◆ Required actions ◆
• A. In the text on fatty acid synthesis below, how many enzymes does the fatty acid synthase complex contain?
• B. Reproduce the part of the fatty acid synthesis text below starting with "Fatty Acid Synthesis in" and going on through "CoA and oxaloacetate.".

══ Text segment ══

Production of Malonyl-CoA

• Bicarbonate is required and acetyl-CoA carboxylase is present.
• This complex enzyme is a multienzyme protein, containing biotin, biotin carboxyl carrier protein, biotin carboxylase, and carboxyl transferase.
• The enzyme has a regulatory allosteric site and its function is critical to regulating fatty acid synthesis.
• The reaction occurs in two steps: carboxylation of biotin and transfer of the carboxyl group to acetyl-CoA.

The Fatty Acid Synthase Complex

• The synthase complex contains 6 enzymes and is a homodimer with two identical subunits.
• Its structure is arranged in an X shape, potentially close to the 3-ketoacyl reductase enzyme domain.
• The complex's function involves combining malonyl-CoA with an initiating acetyl-CoA molecule to gradually extend the fatty acid chain.
• The complex utilizes pantothenic acid in the form of 4'-phosphopantetheine.

Fatty Acid Synthesis in the Mitochondria

• Acetyl CoA is the main building block formed from glucose via pyruvate oxidation in the mitochondria.
• Acetyl CoA is not readily diffusible across the mitochondrial membranes, necessitating a dedicated transport mechanism—using citrate.
• Citrate, produced by combining acetyl CoA with oxaloacetate, is carried into the cytosol then converted to acetyl CoA and oxaloacetate.
• NADPH is needed, supplied by the pentose phosphate pathway (it's hydrogen is used in the reductive synthesis of fatty acids)
• Alternative sources of NADPH for lipogenesis include reactions of malate to pyruvate catalyzed by "malic enzyme" and the isocitrate dehydrogenase reaction.
• Ruminants rely more on acetate as a precursor for lipogenesis via the extramitochondrial pathway.

Elongation of Fatty Acid Chains

• The microsomal system elongates saturated and unsaturated acyl-CoAs with from 10 to more carbon atoms.
• This process uses malonyl-CoA as an acetyl donor with NADPH as the reducing equivalent.
• The microsomal fatty acid elongases are responsible for this pathway.

Nutritional Control of Lipogenesis

• Lipogenesis rate is high in well-fed animals due to a higher carbohydrate intake.
• Depressed by calorie restrictions, high-fat diets, and insulin deficiency like in diabetes mellitus.

═══
══ Supplied data ══

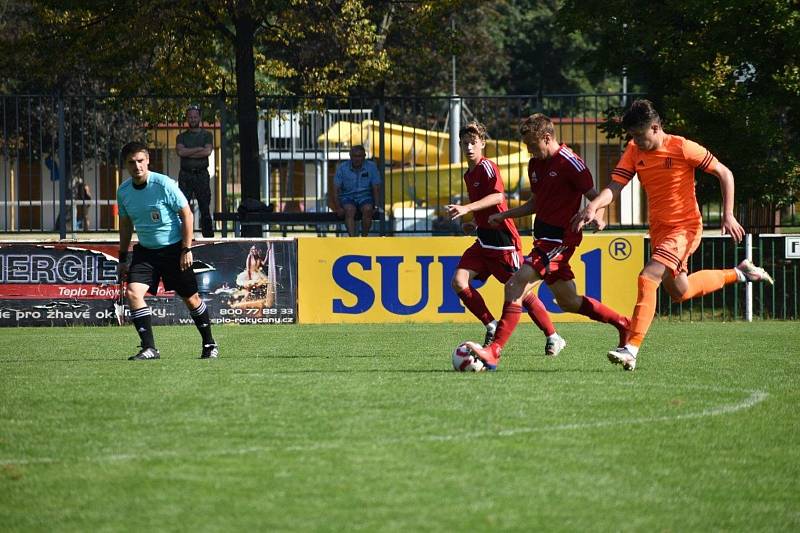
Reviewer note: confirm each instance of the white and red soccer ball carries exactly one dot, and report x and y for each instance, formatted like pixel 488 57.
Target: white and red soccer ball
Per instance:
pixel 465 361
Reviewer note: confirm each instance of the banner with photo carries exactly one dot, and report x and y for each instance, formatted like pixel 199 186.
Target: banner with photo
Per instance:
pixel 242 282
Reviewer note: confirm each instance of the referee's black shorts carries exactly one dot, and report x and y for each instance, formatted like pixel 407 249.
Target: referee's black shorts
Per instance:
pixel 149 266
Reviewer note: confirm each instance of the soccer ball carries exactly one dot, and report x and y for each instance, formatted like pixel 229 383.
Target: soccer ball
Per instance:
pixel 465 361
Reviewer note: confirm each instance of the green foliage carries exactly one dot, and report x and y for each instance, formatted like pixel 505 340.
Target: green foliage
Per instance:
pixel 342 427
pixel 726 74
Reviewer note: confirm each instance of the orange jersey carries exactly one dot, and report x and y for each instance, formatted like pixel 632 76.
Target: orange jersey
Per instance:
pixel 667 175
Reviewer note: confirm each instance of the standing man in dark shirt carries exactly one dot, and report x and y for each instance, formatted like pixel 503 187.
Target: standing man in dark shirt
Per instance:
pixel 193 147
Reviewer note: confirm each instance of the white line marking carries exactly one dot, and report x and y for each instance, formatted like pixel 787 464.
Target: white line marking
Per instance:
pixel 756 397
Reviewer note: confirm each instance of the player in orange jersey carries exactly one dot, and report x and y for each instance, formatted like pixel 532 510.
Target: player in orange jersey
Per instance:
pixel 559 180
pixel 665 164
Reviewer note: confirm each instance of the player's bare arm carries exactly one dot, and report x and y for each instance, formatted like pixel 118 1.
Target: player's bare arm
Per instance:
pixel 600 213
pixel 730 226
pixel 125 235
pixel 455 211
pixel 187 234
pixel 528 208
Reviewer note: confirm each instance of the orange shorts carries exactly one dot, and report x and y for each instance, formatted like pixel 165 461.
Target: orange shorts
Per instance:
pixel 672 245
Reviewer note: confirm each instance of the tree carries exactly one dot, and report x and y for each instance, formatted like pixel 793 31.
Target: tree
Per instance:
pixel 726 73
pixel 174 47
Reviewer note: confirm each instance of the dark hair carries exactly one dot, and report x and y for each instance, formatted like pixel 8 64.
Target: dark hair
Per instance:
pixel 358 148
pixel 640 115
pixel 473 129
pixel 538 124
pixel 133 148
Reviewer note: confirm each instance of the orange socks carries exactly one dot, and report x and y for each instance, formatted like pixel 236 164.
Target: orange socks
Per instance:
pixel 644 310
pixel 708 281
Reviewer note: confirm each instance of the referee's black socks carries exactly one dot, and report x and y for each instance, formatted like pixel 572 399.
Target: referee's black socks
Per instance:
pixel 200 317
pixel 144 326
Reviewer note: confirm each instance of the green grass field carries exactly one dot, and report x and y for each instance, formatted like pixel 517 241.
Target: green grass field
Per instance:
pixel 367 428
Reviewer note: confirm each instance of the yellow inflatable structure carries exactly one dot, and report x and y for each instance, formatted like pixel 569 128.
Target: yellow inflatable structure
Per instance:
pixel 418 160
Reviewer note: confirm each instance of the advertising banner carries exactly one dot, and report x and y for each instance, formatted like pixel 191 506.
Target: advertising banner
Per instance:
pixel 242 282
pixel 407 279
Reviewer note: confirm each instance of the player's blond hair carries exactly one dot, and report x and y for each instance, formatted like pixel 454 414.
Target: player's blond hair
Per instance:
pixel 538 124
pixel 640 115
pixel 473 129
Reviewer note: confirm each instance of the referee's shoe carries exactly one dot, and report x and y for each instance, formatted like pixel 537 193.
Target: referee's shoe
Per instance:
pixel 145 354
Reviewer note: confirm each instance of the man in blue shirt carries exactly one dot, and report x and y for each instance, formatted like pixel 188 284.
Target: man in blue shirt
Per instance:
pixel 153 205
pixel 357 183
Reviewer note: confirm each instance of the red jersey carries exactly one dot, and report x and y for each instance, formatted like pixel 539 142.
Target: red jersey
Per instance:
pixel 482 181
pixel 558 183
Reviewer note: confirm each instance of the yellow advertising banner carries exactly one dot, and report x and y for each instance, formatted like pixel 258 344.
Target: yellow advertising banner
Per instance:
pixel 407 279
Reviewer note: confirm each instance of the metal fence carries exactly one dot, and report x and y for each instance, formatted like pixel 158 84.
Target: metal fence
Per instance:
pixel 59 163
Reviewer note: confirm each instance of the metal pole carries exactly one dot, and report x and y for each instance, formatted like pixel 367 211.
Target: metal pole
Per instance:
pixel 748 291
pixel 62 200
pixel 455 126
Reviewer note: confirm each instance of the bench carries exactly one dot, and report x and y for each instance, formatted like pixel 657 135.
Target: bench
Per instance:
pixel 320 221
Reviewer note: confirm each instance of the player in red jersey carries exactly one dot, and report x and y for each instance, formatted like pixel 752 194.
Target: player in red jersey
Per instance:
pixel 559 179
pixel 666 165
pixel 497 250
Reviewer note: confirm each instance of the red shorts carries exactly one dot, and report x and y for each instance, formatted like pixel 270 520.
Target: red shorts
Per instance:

═══

◆ Solutions per task ◆
• A. Six enzymes.

• B.
Fatty Acid Synthesis in the Mitochondria

• Acetyl CoA is the main building block formed from glucose via pyruvate oxidation in the mitochondria.
• Acetyl CoA is not readily diffusible across the mitochondrial membranes, necessitating a dedicated transport mechanism—using citrate.
• Citrate, produced by combining acetyl CoA with oxaloacetate, is carried into the cytosol then converted to acetyl CoA and oxaloacetate.